DIRECTIVES |
**1.** Copy the notebook's code from "# Save CSV file" to "csv_file.write(data.getvalue())", renaming "csv_file" to "out_file" throughout that span.
**2.** Recast the block of the notebook that begins "# Set your Minio credentials and endpoint" as a short list of its settings.
--- Start of TEXT PASSAGE ---
In [26]:
!pip install --user boto3
!pip install --user pyarrow
!pip install --user fastparquet



In [27]:
import boto3
import io
import pandas as pd
import os

In [None]:
# Set your Minio credentials and endpoint
minio_credentials = {
    'region': 'us-east-1',
    'endpoint': 'http://10.183.16.169:9000',
    'use_ssl': False,
    'url_style': 'path',
    'access_key': 'readonly',
    'secret_key': 'readonly'
}

# Create an S3 client
s3 = boto3.client(
    's3',
    region_name=minio_credentials['region'],
    endpoint_url=minio_credentials['endpoint'],
    aws_access_key_id=minio_credentials['access_key'],
    aws_secret_access_key=minio_credentials['secret_key'],
    use_ssl=minio_credentials['use_ssl'],
    config=boto3.session.Config(signature_version='s3v4')
)

# Set the directory to save files
save_directory = './data'

# Create the directory if it doesn't exist
if not os.path.exists(save_directory):
    os.makedirs(save_directory)

# List all buckets
response = s3.list_buckets()

# Print each bucket name
print("list of buckets")
for bucket in response['Buckets']:
    print(bucket['Name'])
    objects = s3.list_objects(Bucket=bucket['Name'])
    
    for obj in objects['Contents']:
        print('Downloading ' + obj['Key'])
        
        if os.path.isfile(os.path.join(save_directory, obj['Key'].split('/')[-1] + '.parquet')):
            print(obj['Key'] + ' already exists, skipping...')
            continue

        data = io.BytesIO()
        s3.download_fileobj(bucket['Name'], obj['Key'], data)

        # Save CSV file in the ./data directory
        with open(os.path.join(save_directory, obj['Key'].split('/')[-1]), 'wb') as csv_file:
            csv_file.write(data.getvalue())

        print(obj['Key'] + ' downloaded and saved as CSV in the ./data directory')
        
        # Change the data back to String IO for further processing if needed
        data = io.StringIO(data.getvalue().decode('utf-8'))

        print(obj['Key'] + ' downloaded, now turning it into a parquet file')

        df = pd.read_csv(data)
        df.to_parquet(os.path.join(save_directory, obj['Key'].split('/')[-1] + '.parquet'), index=False)
--- End of TEXT PASSAGE ---
--- Start of SUPPLIED RECORDS ---
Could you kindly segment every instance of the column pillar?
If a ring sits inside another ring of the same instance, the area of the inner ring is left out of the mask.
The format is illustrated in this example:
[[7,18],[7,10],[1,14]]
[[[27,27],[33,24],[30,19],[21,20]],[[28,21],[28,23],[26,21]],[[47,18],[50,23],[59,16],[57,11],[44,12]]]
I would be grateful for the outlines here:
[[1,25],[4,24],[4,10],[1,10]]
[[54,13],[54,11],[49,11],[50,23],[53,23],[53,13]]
--- End of SUPPLIED RECORDS ---
ANSWERS TO THE PROBLEMS |
**1.**
# Save CSV file in the ./data directory
        with open(os.path.join(save_directory, obj['Key'].split('/')[-1]), 'wb') as out_file:
            out_file.write(data.getvalue())

**2.**
- Region: us-east-1
- Endpoint: http://10.183.16.169:9000
- SSL: not used
- URL style: path
- Access key: readonly
- Secret key: readonly